───── Exercise material ─────

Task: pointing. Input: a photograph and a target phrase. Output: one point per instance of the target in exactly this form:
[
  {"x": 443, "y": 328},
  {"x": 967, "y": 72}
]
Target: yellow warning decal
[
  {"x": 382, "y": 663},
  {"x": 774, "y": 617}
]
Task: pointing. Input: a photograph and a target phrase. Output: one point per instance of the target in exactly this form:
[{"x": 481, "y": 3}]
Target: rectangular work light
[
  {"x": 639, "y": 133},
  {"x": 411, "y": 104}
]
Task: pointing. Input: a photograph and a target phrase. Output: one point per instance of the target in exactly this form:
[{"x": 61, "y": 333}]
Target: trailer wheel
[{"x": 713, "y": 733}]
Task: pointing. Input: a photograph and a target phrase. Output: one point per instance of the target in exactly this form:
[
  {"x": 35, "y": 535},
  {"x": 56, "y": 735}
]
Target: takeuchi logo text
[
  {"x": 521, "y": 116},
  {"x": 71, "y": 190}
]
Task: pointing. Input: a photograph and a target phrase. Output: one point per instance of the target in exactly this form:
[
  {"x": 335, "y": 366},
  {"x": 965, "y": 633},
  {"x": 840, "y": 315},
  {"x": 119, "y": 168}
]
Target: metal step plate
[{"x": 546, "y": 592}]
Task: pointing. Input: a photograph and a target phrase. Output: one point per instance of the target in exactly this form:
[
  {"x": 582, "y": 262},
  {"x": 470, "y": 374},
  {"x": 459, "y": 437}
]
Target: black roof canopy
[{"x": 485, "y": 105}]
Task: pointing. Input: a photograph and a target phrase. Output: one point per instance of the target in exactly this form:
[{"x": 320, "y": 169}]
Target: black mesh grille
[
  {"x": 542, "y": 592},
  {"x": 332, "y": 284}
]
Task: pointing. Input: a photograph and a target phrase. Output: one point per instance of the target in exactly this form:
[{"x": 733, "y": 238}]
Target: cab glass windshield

─────

## What you should do
Nothing but the lines from the one with "Target: black roof canopy" through the final line of the records above should appear, each copied exactly.

## The completed task
Target: black roof canopy
[{"x": 485, "y": 105}]
Task: pointing. Input: a photograph and a target phrase. Output: one point per instance of the target in exactly this form:
[{"x": 320, "y": 169}]
Target: black mesh grille
[
  {"x": 542, "y": 592},
  {"x": 332, "y": 284}
]
Task: pointing. Input: a photograph and a target phrase. Output: one point per instance of the target in exactly this form:
[{"x": 733, "y": 238}]
Target: cab glass windshield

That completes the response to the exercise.